GOAL OF THE EXERCISE: Continue the passage on social and economic conditions in Iran before the revolution from the point where it stops.

═════ QUOTED TEXT

By the time of the 1975 riots, the fissures that had emerged in Iran and led to the initial 1963 15th Khordad uprising had intensified. The Shah’s White Revolution had aimed to rapidly modernize the country’s economy and social norms, but the jarring pace of change imperiled the livelihoods and traditional ways of life for broad swathes of the population, engendering significant reaction. Booming oil revenues had generated substantial wealth for the most educated and well-connected, forming a nouveau riche class of elite businessmen, bankers, and oil brokers who gravitated toward ostentatious, Western lifestyles. The fruits of the oil boom were unevenly distributed, however, and many Iranians were left behind due to poor planning and lack of foresight by the Shah, who boasted of his disdain for the expertise of technocrats.
The influx of petrodollars into Iran, especially after a price spike in 1974, led to a rapid rise in inflation. In stark contrast with the conspicuous consumption of the elite, 60 percent of the Iranian population lived on subsistence wages. They lacked the necessary skills and training to participate in the emerging modernized economy and faced housing shortages and food insecurity. The land reform policies of the White Revolution were an attempt by the Shah to co-opt the peasantry and inoculate them against the lure of communism. The government sold small subdivided tracts of land at affordable prices, but only a small percentage of the peasantry could take advantage of the opportunity. As a result, millions of peasants and agrarian laborers were pushed to the outskirts of large cities, where they became disaffected as they struggled to acclimate to urban life and make ends meet. This underclass of dislocated urban migrants would form a core constituency among Khomeini’s Islamic revolutionaries.
Meanwhile, banking and commerce reform threatened the economic and political power of the bazaari and merchant class, who operated largely informally and chafed against efforts to impose regulation and central authority. The bazaaris’ shops were historically concentrated in dense alleyways surrounding mosques, seeking to draw in customers from those going to and from the mosques, which served as the focal points of communal life and political organization. The Shah’s attempts to create a centrally planned economy and impose price control measures, which cut into their profits, drove the bazaaris into a tactical alliance with the Shi’a clergy. Both groups tapped into local mosques to recruit and politically mobilize against the Shah.
The rapid pace of social and economic change, widening inequality, and erosion of traditional ways of life created conditions ripe for revolution. Khomeini and his revolutionary cohort of Shi’a clergy blamed the Shah’s modernization program and Western-style capitalism more generally for Iran’s systemic corruption, social licentiousness, inequality, and political repression. This critique resonated strongly with marginalized Iranians. Khomeini and his allies pitched a return to Islam and tradition as the antidote to the alienation many felt. This message even appealed to disaffected elites who lacked spiritual fulfillment despite their material wealth. A growing trend toward religiosity had taken root, most visibly witnessed by an increase in veiling by women, increased mosque attendance, and an uptick in religious pilgrimages to Shi’a holy sites, serving as a direct rebuke of the Shah’s modernization agenda.

══════════
═════ EXTRACTED ENTRIES

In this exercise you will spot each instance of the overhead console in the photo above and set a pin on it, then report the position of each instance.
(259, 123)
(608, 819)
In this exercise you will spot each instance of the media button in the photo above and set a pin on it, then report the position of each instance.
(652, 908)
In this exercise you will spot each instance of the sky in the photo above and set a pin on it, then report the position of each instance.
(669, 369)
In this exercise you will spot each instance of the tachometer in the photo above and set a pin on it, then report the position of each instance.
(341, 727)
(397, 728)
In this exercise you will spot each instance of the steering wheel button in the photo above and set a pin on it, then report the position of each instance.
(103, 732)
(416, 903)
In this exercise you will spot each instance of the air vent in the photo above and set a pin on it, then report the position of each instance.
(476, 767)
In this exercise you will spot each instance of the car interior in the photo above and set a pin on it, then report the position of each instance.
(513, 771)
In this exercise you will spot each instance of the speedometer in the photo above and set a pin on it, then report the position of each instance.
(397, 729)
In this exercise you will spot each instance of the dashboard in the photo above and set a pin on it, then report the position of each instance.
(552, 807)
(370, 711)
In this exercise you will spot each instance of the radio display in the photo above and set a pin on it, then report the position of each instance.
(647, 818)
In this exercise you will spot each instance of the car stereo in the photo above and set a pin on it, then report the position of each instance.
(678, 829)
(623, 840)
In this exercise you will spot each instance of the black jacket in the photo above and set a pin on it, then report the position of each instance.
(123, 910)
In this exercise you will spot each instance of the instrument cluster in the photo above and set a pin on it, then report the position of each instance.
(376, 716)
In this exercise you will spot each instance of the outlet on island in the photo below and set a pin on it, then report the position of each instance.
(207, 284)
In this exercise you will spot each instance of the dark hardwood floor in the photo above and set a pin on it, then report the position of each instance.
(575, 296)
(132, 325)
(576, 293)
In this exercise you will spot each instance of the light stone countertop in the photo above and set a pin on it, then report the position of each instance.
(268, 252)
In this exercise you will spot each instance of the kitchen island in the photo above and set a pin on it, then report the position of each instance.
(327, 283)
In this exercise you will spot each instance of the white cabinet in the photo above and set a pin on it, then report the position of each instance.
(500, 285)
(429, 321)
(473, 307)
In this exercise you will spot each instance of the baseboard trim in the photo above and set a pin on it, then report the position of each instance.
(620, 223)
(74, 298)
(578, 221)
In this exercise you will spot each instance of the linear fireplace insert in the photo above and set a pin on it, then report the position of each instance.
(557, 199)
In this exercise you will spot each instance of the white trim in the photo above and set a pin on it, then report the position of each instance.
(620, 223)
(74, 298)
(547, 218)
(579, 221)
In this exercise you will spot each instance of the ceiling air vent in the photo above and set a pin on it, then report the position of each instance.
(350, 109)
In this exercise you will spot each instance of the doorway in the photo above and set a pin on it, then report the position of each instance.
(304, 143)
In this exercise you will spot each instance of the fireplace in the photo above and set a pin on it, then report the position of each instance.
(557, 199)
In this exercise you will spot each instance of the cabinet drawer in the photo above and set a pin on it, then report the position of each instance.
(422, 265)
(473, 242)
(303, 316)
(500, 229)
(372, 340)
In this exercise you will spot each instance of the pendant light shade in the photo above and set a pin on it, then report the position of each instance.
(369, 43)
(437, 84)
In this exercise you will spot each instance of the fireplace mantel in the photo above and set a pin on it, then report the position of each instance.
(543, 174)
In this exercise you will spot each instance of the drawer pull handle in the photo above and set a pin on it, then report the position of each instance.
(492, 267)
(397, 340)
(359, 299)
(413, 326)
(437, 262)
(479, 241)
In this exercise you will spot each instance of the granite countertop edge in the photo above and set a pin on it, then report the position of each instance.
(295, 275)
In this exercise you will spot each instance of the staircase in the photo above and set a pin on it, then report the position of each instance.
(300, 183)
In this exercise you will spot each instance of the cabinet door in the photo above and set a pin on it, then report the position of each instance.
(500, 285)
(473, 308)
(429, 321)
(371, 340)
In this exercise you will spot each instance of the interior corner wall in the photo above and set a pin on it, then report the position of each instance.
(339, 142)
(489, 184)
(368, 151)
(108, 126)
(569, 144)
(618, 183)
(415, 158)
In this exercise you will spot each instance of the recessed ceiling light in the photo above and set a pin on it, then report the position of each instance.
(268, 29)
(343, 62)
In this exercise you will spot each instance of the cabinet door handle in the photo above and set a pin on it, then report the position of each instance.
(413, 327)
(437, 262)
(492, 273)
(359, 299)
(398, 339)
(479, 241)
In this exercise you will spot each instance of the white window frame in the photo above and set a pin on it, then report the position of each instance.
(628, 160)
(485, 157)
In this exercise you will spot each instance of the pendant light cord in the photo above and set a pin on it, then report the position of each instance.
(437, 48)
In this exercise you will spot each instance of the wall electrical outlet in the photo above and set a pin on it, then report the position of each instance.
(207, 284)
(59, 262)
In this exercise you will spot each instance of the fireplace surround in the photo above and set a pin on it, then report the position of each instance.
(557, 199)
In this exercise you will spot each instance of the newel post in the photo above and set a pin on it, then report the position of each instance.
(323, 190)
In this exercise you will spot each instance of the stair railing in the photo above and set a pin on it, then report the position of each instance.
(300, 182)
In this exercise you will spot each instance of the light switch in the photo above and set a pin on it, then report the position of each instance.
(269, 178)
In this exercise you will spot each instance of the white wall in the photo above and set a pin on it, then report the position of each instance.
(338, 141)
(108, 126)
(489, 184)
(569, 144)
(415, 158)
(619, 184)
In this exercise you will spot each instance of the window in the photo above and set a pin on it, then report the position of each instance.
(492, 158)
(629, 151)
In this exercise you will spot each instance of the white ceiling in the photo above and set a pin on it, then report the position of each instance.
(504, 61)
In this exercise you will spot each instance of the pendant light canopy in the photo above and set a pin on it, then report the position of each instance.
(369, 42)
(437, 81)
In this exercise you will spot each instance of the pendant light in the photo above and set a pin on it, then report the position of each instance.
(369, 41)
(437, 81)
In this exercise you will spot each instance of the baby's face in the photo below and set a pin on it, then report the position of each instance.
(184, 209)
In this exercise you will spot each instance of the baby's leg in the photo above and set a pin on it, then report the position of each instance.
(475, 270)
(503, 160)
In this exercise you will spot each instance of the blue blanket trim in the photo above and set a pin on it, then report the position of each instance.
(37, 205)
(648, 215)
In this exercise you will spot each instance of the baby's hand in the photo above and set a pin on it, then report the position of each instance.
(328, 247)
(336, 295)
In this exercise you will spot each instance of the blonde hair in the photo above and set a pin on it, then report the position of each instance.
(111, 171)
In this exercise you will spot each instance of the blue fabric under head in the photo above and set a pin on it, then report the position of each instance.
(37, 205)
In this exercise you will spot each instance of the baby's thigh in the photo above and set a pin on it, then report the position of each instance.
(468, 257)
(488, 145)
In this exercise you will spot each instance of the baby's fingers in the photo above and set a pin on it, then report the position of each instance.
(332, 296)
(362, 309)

══════════

THE ANSWER:
The 1975 15th Khordad riots were the first major sign that these emerging trends had created fault lines leading to increased violence and unrest against the Shah in the future. The Shah and his inner circle of advisors took the July 1975 riots as a wake-up call, realizing that Khomeini and his backers could not be easily dismissed as irrelevant or backward reactionaries. Having ransacked the Fayziyyah seminary, the seat of revolutionary clerical fervor, the Shah’s authorities shut it down entirely as a show of state power. Following the uprising, the Shah began imploring Saddam Hussein, Iraq’s de facto strongman leader, who had started a campaign of repression against Iraq’s majority Shi’a population out of fears of an uprising, to expel Khomeini from Iraq. The Shah hoped that this action would weaken Khomeini’s growing influence in Iran.
However, these steps were not enough to quell the rising tide of Islamism. While the Shah effectively suppressed nationalist and communist secular opposition, he could not fully stamp out religious-oriented opposition centered around fiery sermons and mass processions. This was due to the potential backlash from an increasingly religious and traditional population. The space to organize and mobilize through mosques, with the assistance of the bazaari networks, was a crucial factor in why Khomeini’s Islamist backers were the best positioned to shape the future contours of the Iranian state. Ayatollah Khomeini had succeeded in building the ideological and theological structure for a state built on Islamist values and governance in the preceding years. He had also cultivated clerical networks to disseminate his ideology in communities nationwide, laying the groundwork for revolution. While Khomeini built the ideological and organizational frameworks for revolution, ultimately, the Shah’s increased repression, coupled with non-responsiveness to demands for reform and an economic downturn, was the catalyst for his own overthrow.
In August 1975, Khamenei was released from prison after enduring his most challenging sentence to date. He emerged into an increasingly restive Iran that had entered a new phase while he was behind bars. Despite increased surveillance by the Shah’s intelligence agents and a prohibition against him from giving public sermons or speeches, teaching, or even holding classes on Quranic exegesis at his home, Khamenei risked further imprisonment and torture to carry on his intellectual and revolutionary activities in secret from his home base of Mashhad. He continued giving underground speeches against the regime and holding discussions with secular and religious students to further Khomeinist precepts and inculcate revolutionary anti-Shah sentiment. During this period, in 1977, Khamenei and other conservative revolutionary clerical backers of Khomeini created the Association of Combatant Clergy, an umbrella group for recruiting and organizing the activities of anti-Shah clergy around the country that still exists in Iran as a quasi-political party for hardliner, or principlist, clergy.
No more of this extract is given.